### Texte source
------------------------------------
Tombées de la Nuit : Güz II, acoustique et électrique

Güz II acoustique

On a découvert Güz II au Tremplin des Jeunes Charrues Pays de Rennes mi-avril, et on avait été agréablement surpris : leur mélange de jazz, de rock, de musique de film, de musiques traditionnelles est assez déroutant mais, au final, captivant. Avec une association tout aussi déroutante d’instruments, saxophone baryton et tom pour Fabien, violon, mandoline et batterie pour Benjamin, et guitare, banjo et Korg pour J.B. Avant de se produire à Carhaix sur la scène des Jeunes Charrues la semaine prochaine, ils étaient présents aux Tombées de la Nuit pour 5 représentations dont l’une électrique, dans une formule identique à celle de l’Antipode il y a 2 mois.
------------------------------------
### Données fournies
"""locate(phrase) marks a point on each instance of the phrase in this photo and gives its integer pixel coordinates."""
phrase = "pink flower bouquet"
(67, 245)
------------------------------------
### Objectifs
• A. Répondez aux questions suivantes d'après l'article sur Güz II :
(i) Où et à quel moment le groupe a-t-il été découvert ?
(ii) De quels instruments joue Benjamin ?
(iii) Combien de représentations le groupe a-t-il données aux Tombées de la Nuit ?
• B. Recopiez sans la moindre modification tout le passage de l'article sur Güz II, depuis « Tombées de la Nuit : Güz » jusqu'à « y a 2 mois. ».
• C. Poursuivez l'article sur Güz II à la suite de sa dernière phrase.
Les données ne jouent aucun rôle dans cet exercice.

### Résultats par tâche
• A.
(i) Au Tremplin des Jeunes Charrues Pays de Rennes, à la mi-avril.
(ii) Du violon, de la mandoline et de la batterie.
(iii) Cinq représentations, dont une électrique.

• B.
Tombées de la Nuit : Güz II, acoustique et électrique

Güz II acoustique

On a découvert Güz II au Tremplin des Jeunes Charrues Pays de Rennes mi-avril, et on avait été agréablement surpris : leur mélange de jazz, de rock, de musique de film, de musiques traditionnelles est assez déroutant mais, au final, captivant. Avec une association tout aussi déroutante d’instruments, saxophone baryton et tom pour Fabien, violon, mandoline et batterie pour Benjamin, et guitare, banjo et Korg pour J.B. Avant de se produire à Carhaix sur la scène des Jeunes Charrues la semaine prochaine, ils étaient présents aux Tombées de la Nuit pour 5 représentations dont l’une électrique, dans une formule identique à celle de l’Antipode il y a 2 mois.

• C.
Mercredi après-midi, sous un soleil inespéré, on découvre le trio dans la version acoustique originelle. Ils nous ont confié lors d’une interview (ici) qu’ils étaient ravis de se produire à nouveau en acoustique après une longue prériode de travail électrique. Devant quelques spectateurs, J.B. lance une petite ritournelle sur son Bontempi amplifié à l’aide d’un mégaphone, puis Benjamin attaque le set avec les premières notes de Koechel au violon. Le duo de voix de J.B. et Benjamin oscille entre douceur et énergie.

Güz II - J.B.

Dès le morceau suivant, on se rend compte du vécu d’artistes de rue, quand on voit l’aisance des musiciens avec le public, ceux-ci allant à la rencontre des premiers rangs dans une proximité pleine d’humour. Et le public ne s’y trompe pas, car la curiosité qui grossit les rangs des spectateurs se transforme progressivement en écoute attentive.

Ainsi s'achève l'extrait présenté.